§ **Prompt**
In the passage on Spark and frequent itemset mining, list every bracketed reference number cited, in order of appearance.

§ **Document passage**
------------------------------------------------------------------------

Conceptually, Apache Spark is an open-source in-memory data analytics cluster computing framework, developed in the AMPLab at UC Berkeley. As a MapReduce-like cluster computing engine, Spark also possesses good characteristics such as scalability, fault tolerance as MapReduce does. The main abstraction of Spark is resilient distributed datasets (RDDs) [39], which make Spark be well qualified to process iterative jobs, including PageRank algorithm [40], K-means algorithm and etc. RDDs are unique to Spark and thus differentiate Spark from conventional MapReduce engines.

In addition, on the basis of RDDs, applications on Spark can keep data in memory across queries and reconstruct automatically data lost during failures [41]. RDD is a read-only data collection, which can be either a file stored in an external storage system, such as HDFS, or a derived dataset generated by other RDDs. RDDs store much information, such as its partitions, and a set of dependencies on parent RDDs called lineage. With the help of the lineage, Spark recovers the lost data quickly and effectively. Spark shows great performance in processing iterative computation because it can reuse intermediate results, keep data in memory across multiple parallel operations.

4 Distributed frequent itemset mining algorithm (DFIMA)

This section will introduce a distributed frequent itemset mining algorithm, which is an Apriori-like algorithm. DFIMA is a breadth first search algorithm by use of a property called apriori (see Property 1) which is referred as a support-based technique firstly introduced by Agrawal, et al. [4]. In general, Apriori algorithm can be viewed as a two-step process: in the first step, scan the database, then count the number of each item in the database, i.e. calculating the support number of each item, and pick out all items whose support number are not less than MinSup to form frequent 1-itemset. In the second step, keep generating the entire candidate (k + 1)-itemset based on the whole frequent k-itemset, and scanning the database repeatedly till there is no candidate (k + 1)-itemset.

Property 1

If X is a frequent itemset, then any subset of X is a frequent itemset. In other words, if X is a frequent (k + 1)-itemset, the number of frequent k-itemset is greater than \(k+1\).

4.1 Matrix-based pruning algorithm

In this subsection, the main principles of matrix-based pruning algorithm for frequent itemset mining are illustrated. The key to this algorithm is to acquire the Boolean vector for each item of a given database and calculate the 2-itemset matrix, by which the amount of candidate itemset is reduced.

Assume that database D includes n transactions \(T={\{}T_{1},T_{2},\ldots ,T_{n}\)}, m different items I = {\(I_{1}\)\(I_{2}\), ..., \(I_{m}\)} and the value of MinSup is set to Min_ sup . The main steps are listed as follows:

Step 1: Obtain the Boolean vectors for each item of frequent 1-itemset.

------------------------------------------------------------------------

§ **Data listing**
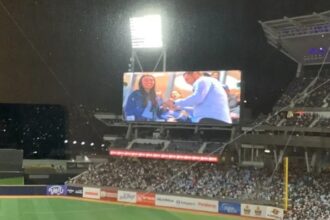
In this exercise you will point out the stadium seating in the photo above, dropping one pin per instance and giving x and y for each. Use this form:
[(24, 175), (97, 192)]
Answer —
[(308, 192)]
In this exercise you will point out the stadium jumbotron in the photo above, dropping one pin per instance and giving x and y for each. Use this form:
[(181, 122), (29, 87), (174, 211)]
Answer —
[(223, 112)]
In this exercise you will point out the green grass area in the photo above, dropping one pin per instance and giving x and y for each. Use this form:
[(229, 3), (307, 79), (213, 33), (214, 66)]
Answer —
[(67, 209), (12, 181)]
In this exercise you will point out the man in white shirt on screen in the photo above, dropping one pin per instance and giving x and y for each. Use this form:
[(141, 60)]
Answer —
[(209, 100)]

------------------------------------------------------------------------

§ **The output**
[39], [40], [41], [4]